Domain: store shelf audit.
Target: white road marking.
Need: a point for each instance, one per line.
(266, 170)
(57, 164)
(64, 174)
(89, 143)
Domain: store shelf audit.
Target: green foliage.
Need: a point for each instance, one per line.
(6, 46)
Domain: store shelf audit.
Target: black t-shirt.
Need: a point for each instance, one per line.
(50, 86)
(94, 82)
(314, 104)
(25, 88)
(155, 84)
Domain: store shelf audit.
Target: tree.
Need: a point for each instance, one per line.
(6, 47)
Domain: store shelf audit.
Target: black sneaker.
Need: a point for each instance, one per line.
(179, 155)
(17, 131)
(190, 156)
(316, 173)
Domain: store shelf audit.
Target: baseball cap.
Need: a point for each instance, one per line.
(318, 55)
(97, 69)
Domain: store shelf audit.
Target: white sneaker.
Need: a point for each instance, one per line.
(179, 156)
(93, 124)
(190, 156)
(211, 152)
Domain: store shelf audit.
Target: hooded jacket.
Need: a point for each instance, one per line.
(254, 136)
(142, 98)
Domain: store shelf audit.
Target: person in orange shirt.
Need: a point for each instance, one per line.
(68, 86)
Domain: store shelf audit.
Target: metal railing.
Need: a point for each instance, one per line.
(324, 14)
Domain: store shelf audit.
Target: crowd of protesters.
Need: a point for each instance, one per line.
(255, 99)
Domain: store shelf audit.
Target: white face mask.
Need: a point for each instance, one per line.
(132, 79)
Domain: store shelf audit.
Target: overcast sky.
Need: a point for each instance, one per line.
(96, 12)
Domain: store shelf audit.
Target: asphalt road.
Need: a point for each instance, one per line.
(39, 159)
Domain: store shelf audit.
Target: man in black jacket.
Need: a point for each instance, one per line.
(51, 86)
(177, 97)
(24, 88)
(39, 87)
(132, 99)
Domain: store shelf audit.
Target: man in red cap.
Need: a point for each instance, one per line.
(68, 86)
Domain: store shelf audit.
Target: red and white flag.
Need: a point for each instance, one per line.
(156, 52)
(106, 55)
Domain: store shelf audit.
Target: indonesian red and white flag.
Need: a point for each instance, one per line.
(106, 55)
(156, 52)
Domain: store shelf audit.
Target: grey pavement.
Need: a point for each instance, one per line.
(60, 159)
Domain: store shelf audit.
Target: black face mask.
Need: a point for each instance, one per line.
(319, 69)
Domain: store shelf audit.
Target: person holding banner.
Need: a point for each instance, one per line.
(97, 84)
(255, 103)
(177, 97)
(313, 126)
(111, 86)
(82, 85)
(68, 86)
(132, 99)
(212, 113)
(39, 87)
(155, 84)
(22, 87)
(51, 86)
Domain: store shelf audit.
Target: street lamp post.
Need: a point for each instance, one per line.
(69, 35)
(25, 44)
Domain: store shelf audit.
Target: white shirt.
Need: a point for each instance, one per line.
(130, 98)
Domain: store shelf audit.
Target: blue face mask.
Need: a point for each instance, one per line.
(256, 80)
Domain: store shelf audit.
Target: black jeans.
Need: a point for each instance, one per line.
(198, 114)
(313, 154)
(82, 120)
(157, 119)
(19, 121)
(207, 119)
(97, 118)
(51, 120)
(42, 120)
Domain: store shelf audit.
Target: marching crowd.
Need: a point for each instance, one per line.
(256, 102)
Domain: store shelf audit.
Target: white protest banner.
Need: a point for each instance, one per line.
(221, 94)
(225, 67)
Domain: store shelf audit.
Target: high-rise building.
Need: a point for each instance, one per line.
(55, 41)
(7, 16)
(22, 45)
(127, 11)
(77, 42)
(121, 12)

**Problem to work on**
Pull out each record as written and restate it exactly.

**Task output**
Domain: store shelf audit.
Target: white road marking.
Need: a point for each instance, one per line.
(266, 170)
(57, 164)
(64, 174)
(89, 143)
Domain: store shelf audit.
Target: green foliage.
Need: a point for each instance, one per line.
(6, 46)
Domain: store shelf audit.
Target: black t-shirt.
Need: a point for each instance, one per line.
(50, 86)
(94, 82)
(314, 104)
(25, 88)
(155, 84)
Domain: store shelf audit.
Target: tree.
Need: a point for each instance, one per line.
(6, 47)
Domain: store shelf audit.
Target: black sneaker.
Need: a point for each instance, one per line.
(179, 155)
(17, 131)
(190, 156)
(316, 173)
Domain: store shelf audit.
Target: baseball cap.
Need: a point for each instance, one per line.
(318, 55)
(97, 69)
Domain: store shelf audit.
Target: white sneaker.
Need: a point for each instance, one per line.
(179, 156)
(93, 124)
(190, 156)
(211, 152)
Domain: store shelf audit.
Target: hooded jacket.
Need: a point for each instance, one per line.
(254, 136)
(142, 98)
Domain: store shelf audit.
Target: person in orange shirt.
Need: a point for each instance, one per line.
(68, 86)
Domain: store shelf audit.
Target: metal railing.
Need: a point for each instance, one per line.
(324, 14)
Domain: store shelf audit.
Target: crowd of protesters.
Need: a point for each instance, one per line.
(255, 99)
Domain: store shelf audit.
Target: white face mask.
Need: a point for each instance, one per line.
(132, 79)
Domain: store shelf audit.
Target: overcast sky.
Need: a point for each instance, one per line.
(96, 12)
Domain: store shelf audit.
Target: asphalt road.
Need: a point for each instance, one per line.
(39, 159)
Domain: store shelf audit.
Target: man in black jacket.
Need: a point for each instance, one per line.
(51, 86)
(177, 97)
(24, 88)
(39, 87)
(132, 99)
Domain: store shelf audit.
Target: man in red cap.
Need: a point for each instance, one per line.
(68, 86)
Domain: store shelf audit.
Target: red and white flag.
Need: a point for each instance, one per line.
(156, 52)
(106, 55)
Domain: store shelf audit.
Target: indonesian red and white flag.
Need: a point for each instance, one per line.
(106, 55)
(156, 52)
Domain: store shelf audit.
Target: grey pavement.
Need: a point for each instance, one per line.
(60, 159)
Domain: store shelf audit.
Target: black face mask.
Need: a point for each instance, one per line.
(319, 69)
Domain: store shelf audit.
Target: person holding banner.
Need: a point for each instance, one per line.
(97, 84)
(255, 103)
(177, 97)
(313, 126)
(111, 86)
(82, 85)
(68, 86)
(132, 99)
(212, 113)
(39, 87)
(155, 84)
(22, 87)
(51, 86)
Domain: store shelf audit.
Target: street lamp post.
Need: a point for each instance, one per line.
(69, 35)
(25, 44)
Domain: store shelf audit.
Target: white shirt.
Need: a point for each instance, one per line.
(130, 98)
Domain: store shelf audit.
Target: blue face mask.
Need: a point for each instance, one per line.
(256, 80)
Domain: store shelf audit.
Target: black jeans.
Need: a point for each instance, one per line.
(198, 114)
(313, 154)
(82, 120)
(157, 119)
(19, 121)
(207, 119)
(97, 118)
(51, 120)
(42, 120)
Domain: store shelf audit.
Target: marching crowd.
Need: a point for each instance, one per line.
(256, 102)
Domain: store shelf audit.
Target: white protest banner.
Need: a point for each instance, one per line.
(221, 94)
(225, 67)
Domain: store shelf audit.
Target: high-rise building.
Need: a point for each instance, one per line.
(55, 41)
(7, 16)
(22, 45)
(127, 11)
(77, 42)
(121, 12)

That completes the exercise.